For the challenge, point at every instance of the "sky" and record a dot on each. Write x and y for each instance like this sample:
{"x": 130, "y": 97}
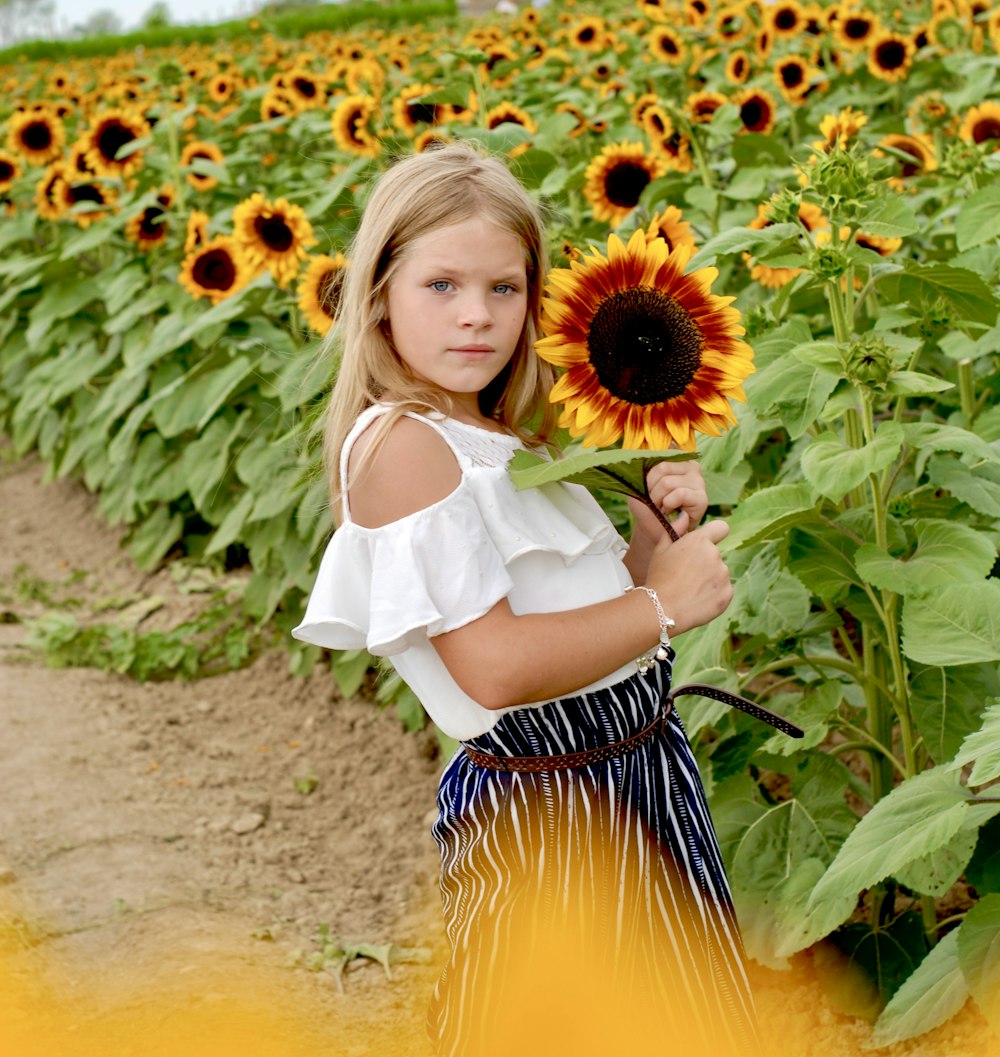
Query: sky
{"x": 74, "y": 12}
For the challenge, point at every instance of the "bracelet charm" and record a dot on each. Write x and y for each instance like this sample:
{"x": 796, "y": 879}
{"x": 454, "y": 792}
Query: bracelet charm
{"x": 666, "y": 624}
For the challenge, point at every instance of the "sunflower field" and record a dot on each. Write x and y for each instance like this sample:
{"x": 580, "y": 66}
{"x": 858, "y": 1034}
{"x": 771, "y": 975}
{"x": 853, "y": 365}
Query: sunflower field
{"x": 174, "y": 227}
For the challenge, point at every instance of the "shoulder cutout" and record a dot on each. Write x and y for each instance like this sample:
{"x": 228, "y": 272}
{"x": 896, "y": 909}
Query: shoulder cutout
{"x": 412, "y": 469}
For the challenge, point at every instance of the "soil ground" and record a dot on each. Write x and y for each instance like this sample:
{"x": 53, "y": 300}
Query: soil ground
{"x": 164, "y": 866}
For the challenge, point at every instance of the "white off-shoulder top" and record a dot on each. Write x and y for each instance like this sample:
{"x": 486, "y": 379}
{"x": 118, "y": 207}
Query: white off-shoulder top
{"x": 391, "y": 589}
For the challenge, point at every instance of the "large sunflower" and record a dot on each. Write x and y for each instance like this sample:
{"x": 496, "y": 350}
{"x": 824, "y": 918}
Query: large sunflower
{"x": 616, "y": 178}
{"x": 981, "y": 125}
{"x": 273, "y": 235}
{"x": 109, "y": 132}
{"x": 351, "y": 126}
{"x": 215, "y": 270}
{"x": 37, "y": 135}
{"x": 319, "y": 291}
{"x": 650, "y": 353}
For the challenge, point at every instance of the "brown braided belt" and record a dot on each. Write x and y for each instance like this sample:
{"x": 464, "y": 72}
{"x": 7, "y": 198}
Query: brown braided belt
{"x": 581, "y": 759}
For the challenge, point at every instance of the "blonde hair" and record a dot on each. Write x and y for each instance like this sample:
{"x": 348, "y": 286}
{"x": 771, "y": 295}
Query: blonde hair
{"x": 421, "y": 193}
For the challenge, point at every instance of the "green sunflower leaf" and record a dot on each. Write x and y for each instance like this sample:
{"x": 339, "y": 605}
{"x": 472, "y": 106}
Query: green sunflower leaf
{"x": 618, "y": 470}
{"x": 742, "y": 239}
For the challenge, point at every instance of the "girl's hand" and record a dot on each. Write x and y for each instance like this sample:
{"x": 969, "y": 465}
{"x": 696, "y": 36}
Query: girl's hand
{"x": 690, "y": 576}
{"x": 672, "y": 486}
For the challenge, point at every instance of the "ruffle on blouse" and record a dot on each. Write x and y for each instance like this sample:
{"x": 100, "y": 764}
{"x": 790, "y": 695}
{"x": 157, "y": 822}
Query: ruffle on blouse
{"x": 387, "y": 589}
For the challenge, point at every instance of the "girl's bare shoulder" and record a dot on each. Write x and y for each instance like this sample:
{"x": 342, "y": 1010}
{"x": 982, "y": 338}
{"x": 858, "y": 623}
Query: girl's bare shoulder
{"x": 410, "y": 468}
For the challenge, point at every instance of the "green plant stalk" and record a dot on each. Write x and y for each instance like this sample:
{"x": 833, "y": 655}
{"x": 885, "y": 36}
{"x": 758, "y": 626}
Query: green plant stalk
{"x": 967, "y": 390}
{"x": 700, "y": 159}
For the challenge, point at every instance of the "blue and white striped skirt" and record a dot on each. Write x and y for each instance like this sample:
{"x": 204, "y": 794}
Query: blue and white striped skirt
{"x": 589, "y": 901}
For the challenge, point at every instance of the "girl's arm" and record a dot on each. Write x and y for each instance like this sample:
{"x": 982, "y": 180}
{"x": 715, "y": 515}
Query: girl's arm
{"x": 503, "y": 659}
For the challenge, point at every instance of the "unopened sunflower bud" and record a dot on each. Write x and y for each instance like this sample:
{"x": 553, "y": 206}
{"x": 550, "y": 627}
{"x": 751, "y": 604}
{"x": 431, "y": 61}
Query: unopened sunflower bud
{"x": 828, "y": 262}
{"x": 783, "y": 207}
{"x": 868, "y": 362}
{"x": 843, "y": 177}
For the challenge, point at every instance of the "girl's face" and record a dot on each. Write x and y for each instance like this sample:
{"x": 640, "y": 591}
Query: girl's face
{"x": 457, "y": 303}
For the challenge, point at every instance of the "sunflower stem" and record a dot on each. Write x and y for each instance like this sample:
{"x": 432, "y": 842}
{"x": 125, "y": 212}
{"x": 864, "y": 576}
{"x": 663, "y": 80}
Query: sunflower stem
{"x": 660, "y": 516}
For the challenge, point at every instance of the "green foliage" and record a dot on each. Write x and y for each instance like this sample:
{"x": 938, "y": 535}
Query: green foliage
{"x": 217, "y": 640}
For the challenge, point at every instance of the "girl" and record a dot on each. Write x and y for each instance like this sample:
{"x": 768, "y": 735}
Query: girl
{"x": 573, "y": 828}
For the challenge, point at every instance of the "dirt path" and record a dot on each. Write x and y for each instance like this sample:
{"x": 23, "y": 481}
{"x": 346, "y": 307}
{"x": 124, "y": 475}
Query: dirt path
{"x": 149, "y": 831}
{"x": 163, "y": 873}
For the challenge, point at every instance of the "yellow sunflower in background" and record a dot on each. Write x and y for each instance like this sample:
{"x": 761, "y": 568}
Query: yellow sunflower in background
{"x": 981, "y": 125}
{"x": 307, "y": 88}
{"x": 671, "y": 226}
{"x": 10, "y": 170}
{"x": 738, "y": 68}
{"x": 319, "y": 291}
{"x": 37, "y": 135}
{"x": 151, "y": 226}
{"x": 890, "y": 55}
{"x": 855, "y": 29}
{"x": 48, "y": 204}
{"x": 589, "y": 34}
{"x": 667, "y": 44}
{"x": 757, "y": 110}
{"x": 199, "y": 150}
{"x": 351, "y": 126}
{"x": 919, "y": 151}
{"x": 837, "y": 130}
{"x": 650, "y": 354}
{"x": 216, "y": 270}
{"x": 110, "y": 130}
{"x": 701, "y": 107}
{"x": 273, "y": 235}
{"x": 197, "y": 232}
{"x": 793, "y": 74}
{"x": 616, "y": 178}
{"x": 786, "y": 19}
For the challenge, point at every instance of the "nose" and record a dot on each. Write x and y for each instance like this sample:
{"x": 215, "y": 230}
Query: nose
{"x": 475, "y": 311}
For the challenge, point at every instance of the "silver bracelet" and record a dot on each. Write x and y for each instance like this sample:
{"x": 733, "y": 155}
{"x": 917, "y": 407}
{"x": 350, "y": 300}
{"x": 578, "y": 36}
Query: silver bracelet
{"x": 666, "y": 624}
************
**Activity**. Please print the lines from the one containing "Query: nose" through the last line of the material, exactly, and leave out all other lines.

**Exercise response**.
Query: nose
{"x": 475, "y": 311}
For the challenge, point at every instance of the "silver bracelet" and record a dot on each. Write x and y for each instance like this sample:
{"x": 733, "y": 155}
{"x": 917, "y": 407}
{"x": 350, "y": 300}
{"x": 578, "y": 36}
Query: silver bracelet
{"x": 666, "y": 624}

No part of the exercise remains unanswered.